▶ [Texto de partida]
########

Los derechos fundamentales representan una pretensión moral justificada, conforman un subsistema dentro del sistema jurídico y se conforman como una realidad social, conforme a los tres aspectos de los que habla Peces-Barba (2004: 44-47). De lo que se desprende que los tres planos en los que se expresan son el de la moralidad, la juridicidad y la eficacia social, tres dimensiones clave a la hora de analizar la manera de considerarse el anclaje entre los derechos fundamentales y el poder del Estado como responsabilidades del mismo.

########

▶ [Filas proporcionadas]
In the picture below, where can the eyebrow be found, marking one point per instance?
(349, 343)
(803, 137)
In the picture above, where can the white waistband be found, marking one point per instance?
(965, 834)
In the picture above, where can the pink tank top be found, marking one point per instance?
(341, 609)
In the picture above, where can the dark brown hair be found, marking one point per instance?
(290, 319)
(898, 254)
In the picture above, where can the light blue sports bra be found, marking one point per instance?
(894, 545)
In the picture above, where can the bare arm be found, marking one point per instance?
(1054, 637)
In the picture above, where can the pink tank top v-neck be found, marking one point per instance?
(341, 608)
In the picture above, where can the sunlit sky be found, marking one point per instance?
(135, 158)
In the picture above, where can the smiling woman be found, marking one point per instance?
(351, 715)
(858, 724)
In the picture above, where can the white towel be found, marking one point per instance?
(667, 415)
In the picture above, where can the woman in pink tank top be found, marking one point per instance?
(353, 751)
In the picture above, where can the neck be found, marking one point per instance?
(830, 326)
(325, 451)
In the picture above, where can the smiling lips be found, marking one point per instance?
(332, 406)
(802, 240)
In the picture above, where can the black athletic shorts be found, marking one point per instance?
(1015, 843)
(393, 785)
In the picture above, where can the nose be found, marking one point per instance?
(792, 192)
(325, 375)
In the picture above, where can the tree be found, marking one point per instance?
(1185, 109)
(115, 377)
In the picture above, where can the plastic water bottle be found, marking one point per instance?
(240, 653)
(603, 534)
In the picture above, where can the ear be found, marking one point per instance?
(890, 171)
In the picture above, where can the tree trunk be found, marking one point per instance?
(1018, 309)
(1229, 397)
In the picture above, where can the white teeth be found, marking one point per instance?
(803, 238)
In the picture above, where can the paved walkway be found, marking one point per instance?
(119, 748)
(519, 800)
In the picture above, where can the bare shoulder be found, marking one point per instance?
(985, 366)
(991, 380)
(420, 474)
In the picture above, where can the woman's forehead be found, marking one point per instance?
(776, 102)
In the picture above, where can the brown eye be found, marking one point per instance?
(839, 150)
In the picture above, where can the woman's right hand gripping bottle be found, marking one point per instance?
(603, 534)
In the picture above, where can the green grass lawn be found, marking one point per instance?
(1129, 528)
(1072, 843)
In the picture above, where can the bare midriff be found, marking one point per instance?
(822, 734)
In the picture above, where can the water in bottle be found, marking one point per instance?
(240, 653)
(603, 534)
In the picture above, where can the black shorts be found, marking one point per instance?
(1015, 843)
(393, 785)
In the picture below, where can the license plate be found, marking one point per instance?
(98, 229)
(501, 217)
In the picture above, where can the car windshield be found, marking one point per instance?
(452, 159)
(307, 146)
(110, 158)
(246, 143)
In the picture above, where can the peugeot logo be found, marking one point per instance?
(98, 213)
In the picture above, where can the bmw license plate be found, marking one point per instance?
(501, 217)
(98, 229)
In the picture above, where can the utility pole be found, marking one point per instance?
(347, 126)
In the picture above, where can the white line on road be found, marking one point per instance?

########

▶ [Tarea escrita] Actualiza el fragmento del texto de partida que abre con las palabras "Los derechos fundamentales representan" y cierra con "responsabilidades del mismo.", sustituyendo "derechos fundamentales" por "derechos humanos".

▶ [Resultado del ejercicio]
Los derechos humanos representan una pretensión moral justificada, conforman un subsistema dentro del sistema jurídico y se conforman como una realidad social, conforme a los tres aspectos de los que habla Peces-Barba (2004: 44-47). De lo que se desprende que los tres planos en los que se expresan son el de la moralidad, la juridicidad y la eficacia social, tres dimensiones clave a la hora de analizar la manera de considerarse el anclaje entre los derechos humanos y el poder del Estado como responsabilidades del mismo.